Arrange the records below as a two-column CSV with the header instruction,response and one row per record, giving each record's text and its answer. Put each field in double quotes and replace every line break inside a field with a space.
── Source data ──
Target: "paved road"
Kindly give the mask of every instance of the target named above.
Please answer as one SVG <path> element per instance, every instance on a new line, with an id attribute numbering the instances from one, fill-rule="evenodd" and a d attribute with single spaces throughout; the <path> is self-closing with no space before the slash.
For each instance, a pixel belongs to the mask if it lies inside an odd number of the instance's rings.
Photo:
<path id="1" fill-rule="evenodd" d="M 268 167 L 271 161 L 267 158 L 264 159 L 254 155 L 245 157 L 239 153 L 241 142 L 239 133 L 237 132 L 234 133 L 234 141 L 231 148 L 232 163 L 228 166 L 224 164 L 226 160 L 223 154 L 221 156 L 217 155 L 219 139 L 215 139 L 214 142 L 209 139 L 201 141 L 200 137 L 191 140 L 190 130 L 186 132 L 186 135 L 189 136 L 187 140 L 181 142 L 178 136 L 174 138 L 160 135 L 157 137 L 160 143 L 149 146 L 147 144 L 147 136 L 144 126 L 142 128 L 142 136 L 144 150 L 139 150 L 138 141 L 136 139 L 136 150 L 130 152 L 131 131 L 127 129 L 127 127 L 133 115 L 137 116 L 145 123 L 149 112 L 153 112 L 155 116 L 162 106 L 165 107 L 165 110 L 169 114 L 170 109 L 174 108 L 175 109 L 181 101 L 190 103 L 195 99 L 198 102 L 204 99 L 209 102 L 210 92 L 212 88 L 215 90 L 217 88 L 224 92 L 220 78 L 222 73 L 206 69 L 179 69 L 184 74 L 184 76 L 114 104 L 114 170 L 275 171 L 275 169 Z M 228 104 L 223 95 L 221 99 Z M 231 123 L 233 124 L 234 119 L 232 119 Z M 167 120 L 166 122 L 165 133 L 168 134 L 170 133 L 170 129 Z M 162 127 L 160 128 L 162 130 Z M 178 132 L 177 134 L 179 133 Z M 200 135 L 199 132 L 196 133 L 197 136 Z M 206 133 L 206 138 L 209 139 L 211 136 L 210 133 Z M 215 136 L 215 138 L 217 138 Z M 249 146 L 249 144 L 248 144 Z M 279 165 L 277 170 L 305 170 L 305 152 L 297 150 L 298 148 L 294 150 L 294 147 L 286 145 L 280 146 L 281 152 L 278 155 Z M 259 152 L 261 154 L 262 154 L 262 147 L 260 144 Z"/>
───
• [Expected answer]
instruction,response
"Target: ""paved road"" Kindly give the mask of every instance of the target named above. Please answer as one SVG <path> element per instance, every instance on a new line, with an id attribute numbering the instances from one, fill-rule=""evenodd"" and a d attribute with single spaces throughout; the <path> is self-closing with no space before the slash. For each instance, a pixel belongs to the mask if it lies inside an odd number of the instance's rings. Photo:","<path id=""1"" fill-rule=""evenodd"" d=""M 268 167 L 271 161 L 267 158 L 264 159 L 254 155 L 245 157 L 239 153 L 241 142 L 239 133 L 237 132 L 234 133 L 234 141 L 231 148 L 232 163 L 228 166 L 224 164 L 226 160 L 223 154 L 221 156 L 217 155 L 219 139 L 215 139 L 214 142 L 209 139 L 201 141 L 200 137 L 191 140 L 190 130 L 186 132 L 186 135 L 189 136 L 187 140 L 181 142 L 178 136 L 174 138 L 160 135 L 157 137 L 160 143 L 149 146 L 147 144 L 147 136 L 144 126 L 142 128 L 142 136 L 144 150 L 139 150 L 138 141 L 136 139 L 136 150 L 130 152 L 131 131 L 127 129 L 127 127 L 133 115 L 137 116 L 145 123 L 149 112 L 153 112 L 155 116 L 162 106 L 165 107 L 165 110 L 169 114 L 170 109 L 174 108 L 175 109 L 181 101 L 190 103 L 195 99 L 198 102 L 204 99 L 209 102 L 210 92 L 212 88 L 215 90 L 217 88 L 224 92 L 220 78 L 222 73 L 206 69 L 179 69 L 184 74 L 184 76 L 114 104 L 114 170 L 275 171 L 275 169 Z M 228 104 L 223 95 L 221 99 Z M 231 123 L 233 124 L 234 119 L 232 119 Z M 167 120 L 166 122 L 165 133 L 168 134 L 170 133 L 170 129 Z M 162 127 L 160 128 L 162 130 Z M 178 132 L 177 134 L 179 133 Z M 200 135 L 199 132 L 196 133 L 197 136 Z M 206 133 L 206 138 L 209 139 L 211 136 L 210 133 Z M 215 136 L 215 138 L 217 138 Z M 249 146 L 249 144 L 248 144 Z M 279 165 L 277 170 L 305 170 L 305 152 L 297 150 L 298 148 L 294 150 L 294 147 L 286 145 L 280 146 L 281 152 L 278 155 Z M 259 152 L 261 154 L 262 154 L 262 147 L 260 144 Z""/>"